* Consigna 1:
Según el fragmento sobre Borges y De Quincey, ¿por qué no puede aceptarse que Los últimos días de Inmanuel Kant sea solo "un breve bosquejo de la vida de Kant"? Responde en una a tres oraciones.
* Consigna 2:
Reproduce del fragmento sobre Borges y De Quincey el pasaje que va desde "Las razones son" hasta "la pasión borgiana.", ambos incluidos.

Detalle de un retrato de Thomas de Quincey, Sir John Watson-Gordon, c. 1845
Detalle de un retrato de Thomas de Quincey, Sir John Watson-Gordon, c. 1845

“A Thomas De Quincey (con quien es tan vasta mi deuda que especificar una parte parece repudiar o callar las otras […])”, nos dice Borges. Naturalmente, la veneración borgiana por el ensayista inglés[1] –a quien siempre consideró uno de sus maestros–[2] es algo que casi todos sus lectores conocen. Sin embargo, no creo que, en general, sea una exageración presuponer que –con las excepciones de rigor– ese conocimiento es eminentemente superficial, un mero dato que manejan por las frecuentes alusiones, citas y epígrafes del propio Borges: no suelen preguntarse por qué el Viejo mostró semejante interés por un ensayista relativamente “menor” en la historia de la literatura inglesa.

Las razones son de una complejidad que excede los límites de este artículo, pero nada nos impide intentar resumirlas aquí de la forma más concisa: si alguien deseara escribir una monografía seria sobre el tema Borges y sus precursores, se vería abrumado por la gran sombra de De Quincey. Como ya he señalado, no es mi intención explorar las laberínticas, potencialmente interminables ramificaciones de ese vasto tema, pero sí me interesa dilucidar algunos elementos formales que singularizan a De Quincey en la literatura occidental (no sólo anglosajona): rasgos, en rigor de verdad, poco comunes que, acaso, nos ayuden a entender, siquiera oblicuamente, los orígenes de la pasión borgiana.

En la extensa obra de De Quincey, Los últimos días de Inmanuel Kant es un texto magnífico para comenzar esa modesta indagación. Se trata de un artefacto verbal absolutamente inclasificable: portentosa mezcla de relato hagiográfico, sátira, documento histórico y ensayo literario con ribetes metafísicos: en ningún caso podemos aceptar la insidiosamente modesta afirmación del autor, que lo define como “un breve bosquejo de la vida de Kant, extraído de informes auténticos de sus amigos y discípulos”. He dicho el autor, pero precisamente aquí comienza a revelarse la extraordinaria complejidad del texto que analizamos, pues lo primero que debemos ponderar con la mayor minuciosidad posible es esa cuestión. En efecto, ¿quién habla realmente aquí?, ¿quién ha compuesto este detallado informe sobre la decadencia y enfermedad final del gran pensador?

* Líneas proporcionadas:
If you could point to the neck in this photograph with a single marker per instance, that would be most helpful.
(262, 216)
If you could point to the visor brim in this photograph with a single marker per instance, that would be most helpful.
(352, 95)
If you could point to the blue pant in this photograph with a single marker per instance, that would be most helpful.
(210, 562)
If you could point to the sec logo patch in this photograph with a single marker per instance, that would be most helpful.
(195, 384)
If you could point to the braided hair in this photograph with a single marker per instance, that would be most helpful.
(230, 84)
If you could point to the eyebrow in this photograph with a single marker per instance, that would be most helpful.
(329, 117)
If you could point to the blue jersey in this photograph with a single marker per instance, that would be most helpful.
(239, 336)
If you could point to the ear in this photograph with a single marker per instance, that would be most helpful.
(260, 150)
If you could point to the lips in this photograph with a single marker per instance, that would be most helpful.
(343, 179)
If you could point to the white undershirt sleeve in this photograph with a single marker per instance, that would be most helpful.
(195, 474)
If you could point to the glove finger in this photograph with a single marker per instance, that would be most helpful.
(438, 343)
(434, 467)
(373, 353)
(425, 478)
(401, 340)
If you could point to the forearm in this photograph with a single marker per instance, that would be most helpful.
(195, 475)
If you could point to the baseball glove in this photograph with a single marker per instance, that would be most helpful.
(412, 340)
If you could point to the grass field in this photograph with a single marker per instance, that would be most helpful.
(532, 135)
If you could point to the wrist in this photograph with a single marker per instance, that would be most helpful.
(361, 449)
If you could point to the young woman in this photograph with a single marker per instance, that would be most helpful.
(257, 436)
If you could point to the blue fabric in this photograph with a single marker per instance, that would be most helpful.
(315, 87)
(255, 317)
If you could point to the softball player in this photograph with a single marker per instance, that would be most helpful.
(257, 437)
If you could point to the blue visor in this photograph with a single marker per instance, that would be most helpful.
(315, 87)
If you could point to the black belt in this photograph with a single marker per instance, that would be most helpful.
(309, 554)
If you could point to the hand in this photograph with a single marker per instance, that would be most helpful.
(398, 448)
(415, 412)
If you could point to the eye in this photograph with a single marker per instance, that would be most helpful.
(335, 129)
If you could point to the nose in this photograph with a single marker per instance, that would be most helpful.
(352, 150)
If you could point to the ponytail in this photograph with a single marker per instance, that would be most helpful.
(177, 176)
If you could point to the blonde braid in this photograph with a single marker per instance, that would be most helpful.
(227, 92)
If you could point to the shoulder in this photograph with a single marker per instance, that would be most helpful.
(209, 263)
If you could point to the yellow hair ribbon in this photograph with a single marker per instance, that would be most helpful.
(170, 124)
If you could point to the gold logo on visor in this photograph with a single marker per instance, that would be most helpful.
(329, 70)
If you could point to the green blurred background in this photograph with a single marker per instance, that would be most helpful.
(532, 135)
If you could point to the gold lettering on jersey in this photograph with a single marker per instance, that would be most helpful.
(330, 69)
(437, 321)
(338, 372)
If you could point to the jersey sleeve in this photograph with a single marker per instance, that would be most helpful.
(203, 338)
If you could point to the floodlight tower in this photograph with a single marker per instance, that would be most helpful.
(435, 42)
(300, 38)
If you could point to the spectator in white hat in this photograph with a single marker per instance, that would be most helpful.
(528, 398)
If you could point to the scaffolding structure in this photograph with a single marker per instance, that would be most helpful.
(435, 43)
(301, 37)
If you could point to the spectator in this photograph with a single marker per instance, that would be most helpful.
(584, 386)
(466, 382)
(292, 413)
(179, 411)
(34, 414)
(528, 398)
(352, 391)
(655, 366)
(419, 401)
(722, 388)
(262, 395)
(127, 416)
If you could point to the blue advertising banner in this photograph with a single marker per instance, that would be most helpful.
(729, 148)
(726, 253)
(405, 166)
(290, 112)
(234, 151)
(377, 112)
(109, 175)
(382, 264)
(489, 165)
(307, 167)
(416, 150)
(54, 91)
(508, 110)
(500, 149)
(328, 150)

* Respuesta 1:
Porque se trata de un artefacto verbal absolutamente inclasificable. Es una mezcla de relato hagiográfico, sátira, documento histórico y ensayo literario con ribetes metafísicos, y por eso esa afirmación resulta insidiosamente modesta.

* Respuesta 2:
Las razones son de una complejidad que excede los límites de este artículo, pero nada nos impide intentar resumirlas aquí de la forma más concisa: si alguien deseara escribir una monografía seria sobre el tema Borges y sus precursores, se vería abrumado por la gran sombra de De Quincey. Como ya he señalado, no es mi intención explorar las laberínticas, potencialmente interminables ramificaciones de ese vasto tema, pero sí me interesa dilucidar algunos elementos formales que singularizan a De Quincey en la literatura occidental (no sólo anglosajona): rasgos, en rigor de verdad, poco comunes que, acaso, nos ayuden a entender, siquiera oblicuamente, los orígenes de la pasión borgiana.